**PROVIDED INFORMATION:**
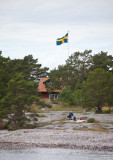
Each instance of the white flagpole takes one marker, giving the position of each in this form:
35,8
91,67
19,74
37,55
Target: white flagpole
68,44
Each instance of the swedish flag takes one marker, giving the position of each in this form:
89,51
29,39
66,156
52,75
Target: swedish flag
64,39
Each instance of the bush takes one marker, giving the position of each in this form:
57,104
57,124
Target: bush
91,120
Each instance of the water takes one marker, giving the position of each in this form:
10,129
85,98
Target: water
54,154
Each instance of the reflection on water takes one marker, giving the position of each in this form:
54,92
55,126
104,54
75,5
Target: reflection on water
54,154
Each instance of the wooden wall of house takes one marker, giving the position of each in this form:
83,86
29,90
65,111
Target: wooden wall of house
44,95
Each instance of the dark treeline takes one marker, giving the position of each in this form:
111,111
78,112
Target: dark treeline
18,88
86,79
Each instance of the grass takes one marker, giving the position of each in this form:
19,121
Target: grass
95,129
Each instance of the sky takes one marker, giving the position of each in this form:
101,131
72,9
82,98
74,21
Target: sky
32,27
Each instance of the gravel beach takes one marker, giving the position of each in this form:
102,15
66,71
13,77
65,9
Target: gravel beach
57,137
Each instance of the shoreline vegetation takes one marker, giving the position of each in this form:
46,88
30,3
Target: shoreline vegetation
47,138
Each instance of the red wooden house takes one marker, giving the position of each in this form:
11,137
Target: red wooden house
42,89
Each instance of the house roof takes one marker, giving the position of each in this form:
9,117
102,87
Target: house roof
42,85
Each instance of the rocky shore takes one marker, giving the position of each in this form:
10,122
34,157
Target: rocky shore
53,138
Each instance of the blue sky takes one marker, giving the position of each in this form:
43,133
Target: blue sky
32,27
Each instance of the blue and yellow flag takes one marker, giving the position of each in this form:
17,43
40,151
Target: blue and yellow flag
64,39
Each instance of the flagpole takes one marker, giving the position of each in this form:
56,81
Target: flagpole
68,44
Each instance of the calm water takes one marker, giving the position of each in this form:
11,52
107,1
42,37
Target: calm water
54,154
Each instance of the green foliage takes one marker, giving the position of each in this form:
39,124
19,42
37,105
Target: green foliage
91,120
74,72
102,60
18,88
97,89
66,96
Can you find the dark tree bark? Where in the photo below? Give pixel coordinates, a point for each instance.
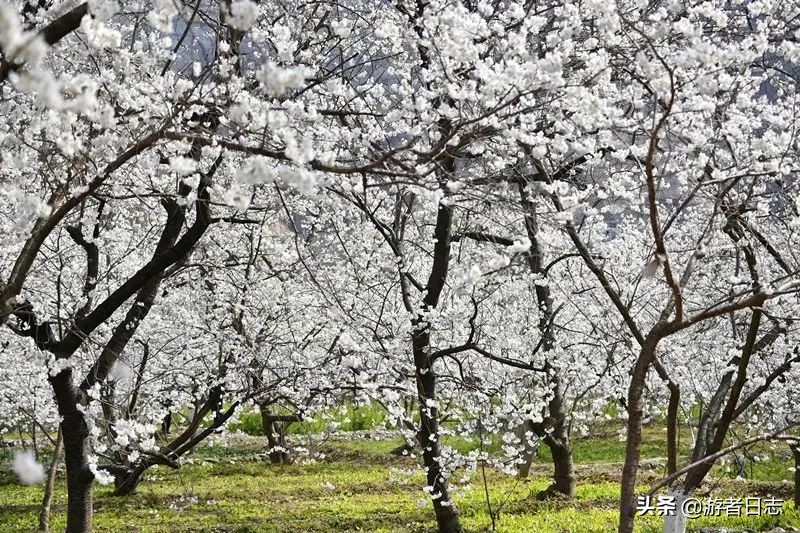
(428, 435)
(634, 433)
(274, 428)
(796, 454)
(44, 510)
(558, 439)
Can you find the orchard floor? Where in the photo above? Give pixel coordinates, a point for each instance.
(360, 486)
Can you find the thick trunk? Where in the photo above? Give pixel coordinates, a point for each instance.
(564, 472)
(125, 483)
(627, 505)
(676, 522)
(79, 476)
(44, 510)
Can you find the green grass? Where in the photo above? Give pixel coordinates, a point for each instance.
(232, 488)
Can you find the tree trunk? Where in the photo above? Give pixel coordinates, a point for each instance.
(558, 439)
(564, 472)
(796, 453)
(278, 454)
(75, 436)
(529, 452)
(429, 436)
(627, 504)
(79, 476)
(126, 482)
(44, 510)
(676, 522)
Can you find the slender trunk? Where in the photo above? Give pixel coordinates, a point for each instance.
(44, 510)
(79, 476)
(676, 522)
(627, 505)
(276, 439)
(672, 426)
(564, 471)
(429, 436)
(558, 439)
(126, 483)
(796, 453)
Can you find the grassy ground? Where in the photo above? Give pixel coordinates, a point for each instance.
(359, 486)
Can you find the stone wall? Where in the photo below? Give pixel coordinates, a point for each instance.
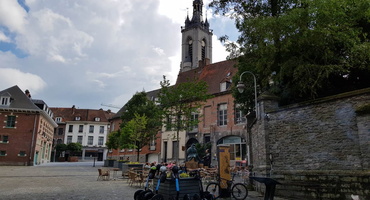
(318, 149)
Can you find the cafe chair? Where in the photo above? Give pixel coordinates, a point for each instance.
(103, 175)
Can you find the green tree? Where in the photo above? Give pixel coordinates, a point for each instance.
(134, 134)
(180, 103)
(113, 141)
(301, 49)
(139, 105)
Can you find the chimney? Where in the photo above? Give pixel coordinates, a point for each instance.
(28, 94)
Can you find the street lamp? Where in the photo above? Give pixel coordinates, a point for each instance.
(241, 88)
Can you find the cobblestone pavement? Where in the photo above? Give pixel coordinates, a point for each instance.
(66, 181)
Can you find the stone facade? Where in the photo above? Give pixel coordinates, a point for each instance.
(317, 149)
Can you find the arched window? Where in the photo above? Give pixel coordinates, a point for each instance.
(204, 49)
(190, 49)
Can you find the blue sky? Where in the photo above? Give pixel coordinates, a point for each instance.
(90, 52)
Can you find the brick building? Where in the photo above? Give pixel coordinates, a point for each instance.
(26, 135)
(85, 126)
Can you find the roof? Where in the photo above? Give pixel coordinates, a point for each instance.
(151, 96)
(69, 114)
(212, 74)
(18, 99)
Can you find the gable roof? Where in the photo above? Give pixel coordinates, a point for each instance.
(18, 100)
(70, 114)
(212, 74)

**GOAL OF THE EXERCISE:** Omit the pictures, then output the rest of the listing exactly.

**SOLUTION:**
Each instance of the white flagpole takes one marker, giving the position of each in this form:
35,8
91,67
19,74
37,55
Target: white flagpole
68,44
Each instance of the swedish flag takes one marker, giving the position of each in this form:
89,51
29,39
66,156
52,75
Target: swedish flag
64,39
Each instance of the bush takes one marker, giving the position of each in this form:
57,104
57,124
Target: bush
91,120
Each instance of the water takes one marker, giving the position of each in this form:
10,129
85,98
Target: water
54,154
Each instance of the reflection on water takes one marker, giving the position of each in this form:
54,92
55,126
104,54
75,5
Target: reflection on water
54,154
Each instance of the wooden wall of house takes one marker, giving the position of each in this form:
83,86
29,90
65,111
Target: wooden wall of house
44,95
Each instance of the dark treeline takes one marker, giving the position of each in this form:
111,111
78,112
Target: dark treeline
18,88
86,79
Each instance of the grass takes one marker, giving the position of each in this form:
19,121
Target: grass
95,129
Each instance of the sky takes one marker, giving the position of each in this form:
101,131
72,9
82,98
74,21
Target: sky
32,27
Each instance of the gravel beach takes one marker, giving the position of each in this form:
102,15
66,71
13,77
65,9
Target: gravel beach
57,137
Each instance of the shoreline vegetation takes one marker, giving the position of each in this form:
46,88
30,3
Target: shoreline vegetation
47,138
Each instance of the red wooden house takes one marker, giving the position of each in this form:
11,137
Target: red wooden house
42,89
Each instance of the house roof takes one marker, giving the position of each in this form:
9,117
102,87
Target: house roof
42,85
Each instance of the rocky shore takes one marker, giving the position of each in this form:
10,122
34,157
Target: rocky shore
53,138
Each instance of the blue sky takes one marker, giving the position of each in this form:
43,133
Target: blue sky
32,27
Each instance of the blue and yellow flag takes one marker, giving the position of each in this form:
17,43
40,151
Target: blue and yellow flag
64,39
Each instance of the flagpole takes one marker, giving the position of each in this form:
56,81
Target: flagpole
68,44
Each instance of the calm water takes one marker, giving the position of each in this form:
11,52
107,1
42,37
Target: calm water
54,154
Each instance of the green foliage takes one marker, giving the position of each in this form:
39,124
19,42
37,105
Target: green foliage
91,120
74,72
102,60
18,88
97,89
66,96
Can you find the dark tree bark? Where in the photo below? Give pixel coordinates, a point for each instance.
(428, 435)
(634, 433)
(274, 428)
(796, 454)
(44, 510)
(558, 439)
Can you find the orchard floor? Where in the photo above? Give pixel coordinates, a point for each instance.
(360, 486)
Can you find the thick trunk? Where in the photo above? Give pixel coordinates, a point for each instance.
(564, 472)
(125, 483)
(627, 505)
(676, 522)
(79, 476)
(44, 510)
Can you find the green grass? Where in the photo above? Give pixel coordinates, a point for each instance.
(232, 488)
Can you find the tree trunk? Where in the photo above? Give pixel coordinates, a point for each instance.
(558, 439)
(564, 472)
(796, 453)
(278, 454)
(75, 436)
(529, 452)
(429, 436)
(627, 504)
(79, 476)
(126, 482)
(44, 510)
(676, 522)
Can you find the slender trunk? Where in the photo above? Give pixel coordinates, a point for each instance.
(44, 510)
(79, 476)
(676, 522)
(627, 505)
(276, 439)
(672, 426)
(564, 471)
(429, 436)
(558, 439)
(126, 483)
(796, 453)
Can you find the grassy ground? Where in the photo above? Give pixel coordinates, a point for each instance.
(359, 486)
Can you find the stone wall? Where in the photo below? Give pixel coordinates, a point for each instance.
(318, 149)
Can you find the cafe chair? Where in the photo above? Give pixel coordinates, a point for each instance.
(103, 175)
Can you find the green tree? Where in the photo above? Give pixel coordinates, a point for each instance.
(134, 134)
(180, 103)
(113, 141)
(301, 49)
(139, 105)
Can you find the chimney? Where in the photo above? Give pixel coordinates, a point for each instance.
(28, 94)
Can you find the street lamp? Where in the photo above? Give pixel coordinates, a point for each instance.
(241, 88)
Can you find the cobblestone pavement? Where in the photo above? Give pixel coordinates, a point for each instance.
(66, 181)
Can you find the stone facade? Where in the photo above? Give pixel coordinates, a point for each instance.
(317, 149)
Can you find the arched window? Where in the photo above? Give pixel coordinates, a point for each instance.
(204, 49)
(190, 49)
Can you find the blue sky? Where in the photo above? Give pixel coordinates, a point for each instance.
(90, 52)
Can you find the brick building? Where in the photo above? Give pixel coordinates, a point for each instance.
(26, 135)
(85, 126)
Can you find the roof? Where in the photo above? Give pixel coordinates, a point for each instance.
(151, 96)
(69, 114)
(212, 74)
(18, 99)
Can you find the gable roof? Where in the photo above? Give pixel coordinates, a point for each instance.
(18, 100)
(70, 114)
(212, 74)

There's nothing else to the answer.